(Some lines)
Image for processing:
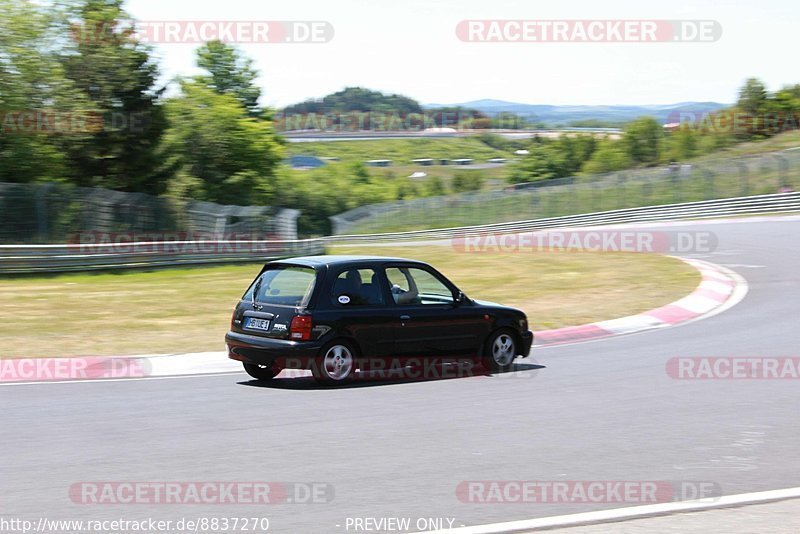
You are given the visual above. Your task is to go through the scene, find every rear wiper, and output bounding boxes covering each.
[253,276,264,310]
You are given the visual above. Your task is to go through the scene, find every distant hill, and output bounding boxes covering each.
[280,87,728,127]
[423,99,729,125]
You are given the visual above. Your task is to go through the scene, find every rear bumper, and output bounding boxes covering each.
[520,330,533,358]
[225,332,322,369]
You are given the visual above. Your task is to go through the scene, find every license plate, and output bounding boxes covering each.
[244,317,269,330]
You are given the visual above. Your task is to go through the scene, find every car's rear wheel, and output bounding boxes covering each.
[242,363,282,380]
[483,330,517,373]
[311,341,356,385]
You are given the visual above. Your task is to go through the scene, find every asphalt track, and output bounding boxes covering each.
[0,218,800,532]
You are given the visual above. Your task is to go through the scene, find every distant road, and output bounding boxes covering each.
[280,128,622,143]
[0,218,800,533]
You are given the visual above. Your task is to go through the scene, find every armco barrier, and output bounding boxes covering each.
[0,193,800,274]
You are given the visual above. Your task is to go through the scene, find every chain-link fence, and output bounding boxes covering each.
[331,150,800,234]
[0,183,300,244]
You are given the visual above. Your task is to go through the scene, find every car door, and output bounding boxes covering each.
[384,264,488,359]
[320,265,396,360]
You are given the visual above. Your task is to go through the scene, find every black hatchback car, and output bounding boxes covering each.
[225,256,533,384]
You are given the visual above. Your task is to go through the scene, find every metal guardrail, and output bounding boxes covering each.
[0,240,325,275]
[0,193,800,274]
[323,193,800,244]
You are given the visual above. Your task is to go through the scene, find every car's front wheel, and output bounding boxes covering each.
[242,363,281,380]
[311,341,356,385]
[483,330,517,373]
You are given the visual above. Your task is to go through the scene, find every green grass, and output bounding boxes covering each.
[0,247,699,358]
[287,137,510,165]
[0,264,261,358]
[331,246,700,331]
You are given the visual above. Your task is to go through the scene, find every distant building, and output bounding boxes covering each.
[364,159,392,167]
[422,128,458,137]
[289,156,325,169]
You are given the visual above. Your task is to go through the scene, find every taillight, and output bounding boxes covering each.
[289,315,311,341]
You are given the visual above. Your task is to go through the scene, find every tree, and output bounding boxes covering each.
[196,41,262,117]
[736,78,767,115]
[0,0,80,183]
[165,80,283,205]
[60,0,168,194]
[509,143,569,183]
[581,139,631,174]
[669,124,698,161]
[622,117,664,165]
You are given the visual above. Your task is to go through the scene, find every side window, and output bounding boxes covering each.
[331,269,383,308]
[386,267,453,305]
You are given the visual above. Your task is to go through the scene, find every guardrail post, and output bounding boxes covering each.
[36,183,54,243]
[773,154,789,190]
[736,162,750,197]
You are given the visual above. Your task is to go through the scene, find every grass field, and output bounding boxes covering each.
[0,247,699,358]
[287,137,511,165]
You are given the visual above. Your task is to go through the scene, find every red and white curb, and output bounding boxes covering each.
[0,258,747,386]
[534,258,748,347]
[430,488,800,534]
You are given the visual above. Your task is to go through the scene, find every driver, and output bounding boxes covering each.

Exercise prompt: Reproduce all of the lines above verbatim, omitting the pictures.

Response:
Image for processing:
You are given the visual above. Your task is to go through the scene, find every rear wiper, and output bounding boxes covering each.
[253,276,264,310]
You are given the visual above. Your task is to go through the scene, find every distant hill, and output bounding boxes covering each.
[280,87,728,127]
[423,99,729,125]
You are given the visual above. Your task is to go through the scene, find every rear bumper, and output bounding boxes covering each.
[520,330,533,358]
[225,332,322,369]
You are given the visual above. Your task is to go through the scene, find every license plate, and output bounding boxes covering each.
[244,317,269,330]
You are given the visual above. Your task is to go through the scene, find every car's rear wheel, and output bounding boxes covering each.
[242,363,282,380]
[483,330,517,373]
[311,341,356,385]
You are given the visual above. Your task is to go through the scene, find every asphalt track, and output bounding boxes covering each.
[0,218,800,532]
You are given the visual above. Your task is to go through the scene, find every distant road, and output bounding boxes covering each.
[280,128,622,143]
[0,218,800,533]
You are given the visual above. Your task is to go through the scene, find every armco barrier, and output bounding boxes covering each.
[0,193,800,274]
You are given the visual above. Your task is to go through the scene, find every chain-link fence, and output bounding boxes covering each.
[331,150,800,234]
[0,183,300,244]
You are given the visual above. Your task is to go through the scene, find every car door, and output bounding boxes covering each.
[384,264,488,359]
[320,265,396,360]
You are given the visual above. Your task is to go through the scene, find every black hatchback car, and output bounding boxes covering each.
[225,256,533,384]
You are given the visual above. Your task is to go through the scene, find every metal guardrail, and output bounding boxes covering each.
[0,240,325,275]
[0,193,800,274]
[323,193,800,244]
You are given the visual above. Your task is to go through the scene, find every car's front wheel, and output bounding boxes covering each.
[242,363,281,380]
[311,341,356,385]
[483,330,517,373]
You are given the visual above. Your task is to go through the scene, find every green grass, and output bounding boxes covering each.
[0,247,699,358]
[287,137,510,165]
[0,264,261,358]
[331,246,700,331]
You are given the visual above. Your task is to go through the scene, find every distant building, and output bounding boxes covering each.
[364,159,392,167]
[422,128,458,137]
[289,156,325,169]
You are given the visual above. Your task is to go through the scene, find every taillight, and output bounding boxes covering each.
[289,315,311,341]
You are given the visual above. Your task is to go through the scene, find every tree, and output bounding boxes covering each.
[196,41,262,117]
[736,78,767,115]
[0,0,80,183]
[165,80,283,205]
[60,0,168,194]
[509,143,569,183]
[581,139,631,174]
[669,124,698,161]
[622,117,664,165]
You are given the visual above. Your task is to go through the scene, find every side window, and output bounding boxes covering each.
[331,269,383,308]
[386,267,453,305]
You are given the visual above. Your task is to go through the scene, find every guardrail post, and output bounding boxes covering each.
[36,183,54,243]
[773,154,789,190]
[736,162,750,197]
You are given the visual above. Your task is to go through the scene, find every grass field, and output bounding boxes covering each.
[0,247,699,358]
[287,137,511,165]
You are given the visual above. Your task is to go through the scene, find every red and white curb, and output bounding boxes covering each.
[0,258,747,386]
[534,258,748,347]
[430,488,800,534]
You are given the visual above. Your task is to go through the scene, find every driver, and output bounding boxes covering each.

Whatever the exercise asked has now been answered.